Copy out these lines exactly, starting at the line that contains "Category: hat brim" and continuing through the last line.

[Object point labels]

------------------------

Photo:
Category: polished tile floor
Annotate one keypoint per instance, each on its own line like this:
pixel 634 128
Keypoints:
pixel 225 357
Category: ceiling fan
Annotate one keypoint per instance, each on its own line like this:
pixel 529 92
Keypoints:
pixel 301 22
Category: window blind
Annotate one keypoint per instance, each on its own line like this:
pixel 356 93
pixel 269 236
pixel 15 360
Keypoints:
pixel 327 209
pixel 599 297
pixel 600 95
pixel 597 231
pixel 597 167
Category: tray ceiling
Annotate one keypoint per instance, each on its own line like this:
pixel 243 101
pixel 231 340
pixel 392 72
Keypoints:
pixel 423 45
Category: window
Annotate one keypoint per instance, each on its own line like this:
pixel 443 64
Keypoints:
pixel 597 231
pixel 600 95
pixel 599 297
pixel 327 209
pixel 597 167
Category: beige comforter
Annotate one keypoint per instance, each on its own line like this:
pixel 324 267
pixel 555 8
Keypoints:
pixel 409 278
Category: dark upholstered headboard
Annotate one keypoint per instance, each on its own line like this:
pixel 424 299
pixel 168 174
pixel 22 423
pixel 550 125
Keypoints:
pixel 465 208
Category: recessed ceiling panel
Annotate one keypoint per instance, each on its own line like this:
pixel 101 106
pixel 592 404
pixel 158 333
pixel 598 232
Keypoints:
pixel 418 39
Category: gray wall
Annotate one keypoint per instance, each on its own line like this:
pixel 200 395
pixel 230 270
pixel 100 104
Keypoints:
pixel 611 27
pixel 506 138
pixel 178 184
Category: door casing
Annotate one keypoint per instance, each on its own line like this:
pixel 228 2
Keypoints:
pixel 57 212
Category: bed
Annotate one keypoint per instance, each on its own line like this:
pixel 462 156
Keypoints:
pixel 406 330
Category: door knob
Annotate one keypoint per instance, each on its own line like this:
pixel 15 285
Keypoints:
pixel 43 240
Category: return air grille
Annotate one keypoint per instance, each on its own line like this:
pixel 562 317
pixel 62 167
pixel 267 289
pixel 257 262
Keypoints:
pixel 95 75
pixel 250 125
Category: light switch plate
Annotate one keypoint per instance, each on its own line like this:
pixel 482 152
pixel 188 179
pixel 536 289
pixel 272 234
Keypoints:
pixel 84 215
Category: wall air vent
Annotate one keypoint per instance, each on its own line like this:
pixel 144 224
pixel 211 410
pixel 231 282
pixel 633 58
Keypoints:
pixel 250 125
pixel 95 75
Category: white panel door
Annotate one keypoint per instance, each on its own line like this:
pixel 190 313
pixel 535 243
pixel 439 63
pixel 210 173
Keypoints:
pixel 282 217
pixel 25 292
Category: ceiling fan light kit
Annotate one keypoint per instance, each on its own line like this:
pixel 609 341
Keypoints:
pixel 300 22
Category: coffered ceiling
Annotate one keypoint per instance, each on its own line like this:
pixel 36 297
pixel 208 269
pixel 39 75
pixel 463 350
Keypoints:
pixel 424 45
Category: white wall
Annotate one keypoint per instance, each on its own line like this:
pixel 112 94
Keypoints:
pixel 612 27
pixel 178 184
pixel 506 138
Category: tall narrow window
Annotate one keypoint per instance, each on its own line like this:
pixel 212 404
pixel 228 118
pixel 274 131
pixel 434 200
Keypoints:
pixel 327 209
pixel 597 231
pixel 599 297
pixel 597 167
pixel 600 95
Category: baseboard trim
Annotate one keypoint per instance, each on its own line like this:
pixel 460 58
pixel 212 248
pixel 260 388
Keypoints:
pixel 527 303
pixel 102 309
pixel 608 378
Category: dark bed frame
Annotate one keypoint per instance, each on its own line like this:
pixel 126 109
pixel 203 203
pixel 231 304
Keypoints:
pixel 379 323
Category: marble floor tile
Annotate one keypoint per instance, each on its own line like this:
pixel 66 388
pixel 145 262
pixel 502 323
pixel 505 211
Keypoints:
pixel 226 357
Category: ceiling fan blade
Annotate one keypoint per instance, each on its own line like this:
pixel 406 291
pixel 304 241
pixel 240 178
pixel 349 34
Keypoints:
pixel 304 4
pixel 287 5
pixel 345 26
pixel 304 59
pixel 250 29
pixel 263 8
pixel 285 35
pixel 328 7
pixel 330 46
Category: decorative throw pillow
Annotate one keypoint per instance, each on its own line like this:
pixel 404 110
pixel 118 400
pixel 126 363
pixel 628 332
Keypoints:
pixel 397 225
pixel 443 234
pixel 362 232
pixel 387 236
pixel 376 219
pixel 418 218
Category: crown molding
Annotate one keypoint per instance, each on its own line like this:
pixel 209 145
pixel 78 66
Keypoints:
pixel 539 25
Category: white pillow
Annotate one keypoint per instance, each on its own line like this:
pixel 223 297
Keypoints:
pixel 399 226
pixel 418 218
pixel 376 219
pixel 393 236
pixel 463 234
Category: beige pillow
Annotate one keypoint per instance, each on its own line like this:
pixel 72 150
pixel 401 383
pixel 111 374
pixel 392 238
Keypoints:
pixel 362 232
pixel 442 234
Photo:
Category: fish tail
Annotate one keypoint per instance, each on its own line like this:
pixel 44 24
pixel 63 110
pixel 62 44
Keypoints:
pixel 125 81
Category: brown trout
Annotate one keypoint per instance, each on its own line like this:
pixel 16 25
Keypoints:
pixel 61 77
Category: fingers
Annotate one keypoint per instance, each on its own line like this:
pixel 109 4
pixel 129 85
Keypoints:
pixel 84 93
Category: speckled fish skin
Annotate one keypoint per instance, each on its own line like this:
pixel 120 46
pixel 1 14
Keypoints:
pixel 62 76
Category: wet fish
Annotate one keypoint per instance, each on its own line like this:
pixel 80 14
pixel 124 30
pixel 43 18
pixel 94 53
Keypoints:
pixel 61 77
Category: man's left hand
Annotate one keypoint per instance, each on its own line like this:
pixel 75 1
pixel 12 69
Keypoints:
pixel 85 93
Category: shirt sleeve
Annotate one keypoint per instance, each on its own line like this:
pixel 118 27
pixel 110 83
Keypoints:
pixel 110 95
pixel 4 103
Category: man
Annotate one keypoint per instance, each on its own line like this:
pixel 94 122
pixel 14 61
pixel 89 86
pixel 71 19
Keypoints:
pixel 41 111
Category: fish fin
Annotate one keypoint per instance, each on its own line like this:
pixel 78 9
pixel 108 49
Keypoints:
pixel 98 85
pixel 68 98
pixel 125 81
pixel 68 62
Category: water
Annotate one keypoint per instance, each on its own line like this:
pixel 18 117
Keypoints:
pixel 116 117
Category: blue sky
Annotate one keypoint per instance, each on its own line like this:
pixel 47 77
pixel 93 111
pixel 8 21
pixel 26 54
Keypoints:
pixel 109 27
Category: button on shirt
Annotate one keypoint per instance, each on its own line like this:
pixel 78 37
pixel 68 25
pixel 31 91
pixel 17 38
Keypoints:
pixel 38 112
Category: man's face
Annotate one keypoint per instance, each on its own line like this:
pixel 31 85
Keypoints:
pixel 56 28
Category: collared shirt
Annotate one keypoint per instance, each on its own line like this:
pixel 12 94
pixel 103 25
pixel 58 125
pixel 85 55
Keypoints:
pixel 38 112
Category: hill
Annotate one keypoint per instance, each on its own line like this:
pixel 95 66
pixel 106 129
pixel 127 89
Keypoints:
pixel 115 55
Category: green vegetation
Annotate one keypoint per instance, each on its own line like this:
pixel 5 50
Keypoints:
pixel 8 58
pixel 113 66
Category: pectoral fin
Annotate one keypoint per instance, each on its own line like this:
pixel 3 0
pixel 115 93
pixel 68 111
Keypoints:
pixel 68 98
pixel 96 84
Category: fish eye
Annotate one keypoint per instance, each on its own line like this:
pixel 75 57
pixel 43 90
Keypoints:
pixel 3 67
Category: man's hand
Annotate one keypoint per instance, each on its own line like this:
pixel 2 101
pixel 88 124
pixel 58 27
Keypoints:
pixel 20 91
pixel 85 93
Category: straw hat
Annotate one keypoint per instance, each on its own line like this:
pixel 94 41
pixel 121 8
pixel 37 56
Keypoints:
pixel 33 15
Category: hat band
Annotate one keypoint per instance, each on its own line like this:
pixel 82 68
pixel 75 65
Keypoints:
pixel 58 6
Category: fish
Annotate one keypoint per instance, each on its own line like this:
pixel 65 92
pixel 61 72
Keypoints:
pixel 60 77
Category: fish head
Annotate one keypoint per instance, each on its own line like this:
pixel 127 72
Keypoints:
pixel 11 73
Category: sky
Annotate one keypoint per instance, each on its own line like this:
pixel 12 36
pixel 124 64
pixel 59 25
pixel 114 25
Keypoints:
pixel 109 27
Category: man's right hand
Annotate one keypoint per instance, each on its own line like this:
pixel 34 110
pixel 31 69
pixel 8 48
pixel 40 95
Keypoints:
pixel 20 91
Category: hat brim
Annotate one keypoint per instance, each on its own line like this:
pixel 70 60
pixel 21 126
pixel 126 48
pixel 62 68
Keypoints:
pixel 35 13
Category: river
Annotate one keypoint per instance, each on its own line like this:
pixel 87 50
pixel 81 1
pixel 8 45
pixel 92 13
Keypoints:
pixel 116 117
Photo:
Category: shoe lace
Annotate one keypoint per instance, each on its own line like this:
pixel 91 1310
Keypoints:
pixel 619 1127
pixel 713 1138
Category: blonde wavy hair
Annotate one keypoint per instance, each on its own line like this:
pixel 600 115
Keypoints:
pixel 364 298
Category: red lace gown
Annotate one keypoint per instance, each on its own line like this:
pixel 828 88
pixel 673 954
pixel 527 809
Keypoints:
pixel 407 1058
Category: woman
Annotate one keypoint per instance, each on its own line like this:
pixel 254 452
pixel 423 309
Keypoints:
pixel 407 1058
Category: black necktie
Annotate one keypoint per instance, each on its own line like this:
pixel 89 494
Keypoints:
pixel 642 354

------------------------

▶ Answer to the task
Category: hat brim
Annotate one keypoint per instance, each on its own line like this:
pixel 70 60
pixel 21 126
pixel 126 48
pixel 62 68
Keypoints:
pixel 35 13
Category: river
Annotate one keypoint per instance, each on its own line like this:
pixel 87 50
pixel 81 1
pixel 8 45
pixel 92 13
Keypoints:
pixel 116 117
Photo:
Category: shoe lace
Annotate one keypoint per instance, each on its own line like this:
pixel 91 1310
Keypoints:
pixel 619 1127
pixel 713 1138
Category: blonde wavy hair
Annotate one keypoint per instance, each on its own line like this:
pixel 600 115
Keypoints:
pixel 364 298
Category: red lace gown
Annotate one keypoint per instance, each on its own line like this:
pixel 828 88
pixel 673 954
pixel 527 809
Keypoints:
pixel 407 1058
Category: woman
Annotate one keypoint per instance, each on its own line like this:
pixel 254 452
pixel 423 309
Keypoints:
pixel 407 1058
Category: black necktie
Annotate one keypoint per instance, each on its own line like this:
pixel 89 494
Keypoints:
pixel 642 354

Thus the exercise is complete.